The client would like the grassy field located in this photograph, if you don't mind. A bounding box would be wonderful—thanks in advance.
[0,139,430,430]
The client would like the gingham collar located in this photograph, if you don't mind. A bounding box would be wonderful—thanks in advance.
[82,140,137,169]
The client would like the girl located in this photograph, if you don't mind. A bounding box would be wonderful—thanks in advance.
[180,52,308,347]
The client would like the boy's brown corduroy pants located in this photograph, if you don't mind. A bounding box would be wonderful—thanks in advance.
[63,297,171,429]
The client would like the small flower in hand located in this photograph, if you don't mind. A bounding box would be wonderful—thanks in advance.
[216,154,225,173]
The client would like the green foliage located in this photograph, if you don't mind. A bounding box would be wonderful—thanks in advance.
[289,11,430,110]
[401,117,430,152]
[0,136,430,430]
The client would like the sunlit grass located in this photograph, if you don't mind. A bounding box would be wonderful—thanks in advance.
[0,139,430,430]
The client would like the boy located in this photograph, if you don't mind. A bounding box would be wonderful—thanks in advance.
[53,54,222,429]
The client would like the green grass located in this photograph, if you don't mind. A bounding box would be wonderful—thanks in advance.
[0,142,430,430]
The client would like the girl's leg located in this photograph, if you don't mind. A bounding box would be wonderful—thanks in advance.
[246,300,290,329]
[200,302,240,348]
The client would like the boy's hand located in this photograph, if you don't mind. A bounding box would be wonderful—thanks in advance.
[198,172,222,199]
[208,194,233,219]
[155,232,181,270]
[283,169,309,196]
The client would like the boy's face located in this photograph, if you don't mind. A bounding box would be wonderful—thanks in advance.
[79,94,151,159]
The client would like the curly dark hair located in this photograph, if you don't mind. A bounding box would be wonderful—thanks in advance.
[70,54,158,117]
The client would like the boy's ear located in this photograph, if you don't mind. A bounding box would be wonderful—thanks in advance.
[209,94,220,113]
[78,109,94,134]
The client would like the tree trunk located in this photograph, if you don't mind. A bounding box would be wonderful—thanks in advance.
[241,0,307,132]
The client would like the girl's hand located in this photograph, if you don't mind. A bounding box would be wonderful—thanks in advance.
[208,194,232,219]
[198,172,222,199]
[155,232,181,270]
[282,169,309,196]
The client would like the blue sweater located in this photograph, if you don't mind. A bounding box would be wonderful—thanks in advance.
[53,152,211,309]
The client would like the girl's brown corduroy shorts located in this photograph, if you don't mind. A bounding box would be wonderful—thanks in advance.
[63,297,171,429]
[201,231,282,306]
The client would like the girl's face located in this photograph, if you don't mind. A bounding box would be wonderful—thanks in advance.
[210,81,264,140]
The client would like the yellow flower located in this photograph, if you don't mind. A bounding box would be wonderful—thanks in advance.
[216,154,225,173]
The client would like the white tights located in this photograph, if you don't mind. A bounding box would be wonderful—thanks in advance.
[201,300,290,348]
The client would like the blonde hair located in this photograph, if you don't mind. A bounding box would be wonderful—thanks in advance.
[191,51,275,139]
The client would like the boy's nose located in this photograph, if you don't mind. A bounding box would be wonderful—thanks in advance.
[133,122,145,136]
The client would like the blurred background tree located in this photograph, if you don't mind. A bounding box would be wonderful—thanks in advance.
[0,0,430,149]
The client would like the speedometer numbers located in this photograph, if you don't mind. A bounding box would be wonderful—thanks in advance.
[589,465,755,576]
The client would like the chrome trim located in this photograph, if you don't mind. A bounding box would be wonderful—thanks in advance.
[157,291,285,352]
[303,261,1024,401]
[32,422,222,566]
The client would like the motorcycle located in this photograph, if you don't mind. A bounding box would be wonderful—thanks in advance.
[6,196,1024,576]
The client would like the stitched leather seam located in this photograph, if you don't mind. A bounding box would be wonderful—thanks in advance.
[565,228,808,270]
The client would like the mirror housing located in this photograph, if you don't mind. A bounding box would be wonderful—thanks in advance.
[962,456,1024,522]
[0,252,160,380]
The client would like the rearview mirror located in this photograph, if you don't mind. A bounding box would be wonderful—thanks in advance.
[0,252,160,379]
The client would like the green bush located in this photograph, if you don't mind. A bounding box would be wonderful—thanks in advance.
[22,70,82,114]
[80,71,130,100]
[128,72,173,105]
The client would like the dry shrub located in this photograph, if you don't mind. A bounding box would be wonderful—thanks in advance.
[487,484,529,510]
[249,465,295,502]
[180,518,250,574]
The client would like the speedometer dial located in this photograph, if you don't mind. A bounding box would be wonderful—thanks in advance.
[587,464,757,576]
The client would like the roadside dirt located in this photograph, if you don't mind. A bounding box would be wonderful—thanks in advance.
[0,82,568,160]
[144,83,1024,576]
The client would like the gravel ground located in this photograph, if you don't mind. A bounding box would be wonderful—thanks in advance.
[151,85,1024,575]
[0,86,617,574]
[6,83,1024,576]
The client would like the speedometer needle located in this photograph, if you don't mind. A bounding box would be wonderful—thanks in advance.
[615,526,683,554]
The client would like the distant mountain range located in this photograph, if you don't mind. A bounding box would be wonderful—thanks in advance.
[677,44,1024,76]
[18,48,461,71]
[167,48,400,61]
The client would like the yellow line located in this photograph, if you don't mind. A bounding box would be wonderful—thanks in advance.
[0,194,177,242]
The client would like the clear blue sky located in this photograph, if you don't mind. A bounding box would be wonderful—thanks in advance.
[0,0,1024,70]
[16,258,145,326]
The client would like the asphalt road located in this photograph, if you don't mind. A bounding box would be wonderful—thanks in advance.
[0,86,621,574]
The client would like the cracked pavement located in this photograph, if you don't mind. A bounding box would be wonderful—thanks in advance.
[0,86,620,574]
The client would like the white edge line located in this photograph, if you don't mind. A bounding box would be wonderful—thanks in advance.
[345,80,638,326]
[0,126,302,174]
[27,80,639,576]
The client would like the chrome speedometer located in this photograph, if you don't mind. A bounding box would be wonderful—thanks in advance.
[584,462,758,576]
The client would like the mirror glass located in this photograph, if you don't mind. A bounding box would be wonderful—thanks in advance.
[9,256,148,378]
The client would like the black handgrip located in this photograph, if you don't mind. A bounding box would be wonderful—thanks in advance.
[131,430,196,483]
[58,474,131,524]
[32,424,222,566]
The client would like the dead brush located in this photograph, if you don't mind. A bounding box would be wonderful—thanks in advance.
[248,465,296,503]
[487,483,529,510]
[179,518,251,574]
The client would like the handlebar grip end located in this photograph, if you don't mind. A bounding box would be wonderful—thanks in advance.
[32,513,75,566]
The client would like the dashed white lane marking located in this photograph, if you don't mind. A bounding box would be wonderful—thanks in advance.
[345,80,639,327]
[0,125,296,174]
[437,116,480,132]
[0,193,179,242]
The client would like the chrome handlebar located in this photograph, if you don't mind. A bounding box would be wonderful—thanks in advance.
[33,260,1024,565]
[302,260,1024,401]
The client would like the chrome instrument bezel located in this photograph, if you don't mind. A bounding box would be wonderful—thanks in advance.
# # # # # # #
Given exercise → Scale the lines starting with the one containing "The client would like the blue" and going on through the one containing "[201,231,282,306]", and write them out again with the requests included. Multiply each bounding box coordinate by 2.2 and round to whole numbers, with halves rounding up.

Full response →
The client would like the blue sweater located in this photograph, if you don't mind. A bounding box would be wonderful—thanks in advance.
[117,334,464,680]
The client would like the girl's brown corduroy shorts located in this photograph, if you don't mind. A bounding box would be wonderful—thanks in advance.
[139,653,376,944]
[442,508,620,673]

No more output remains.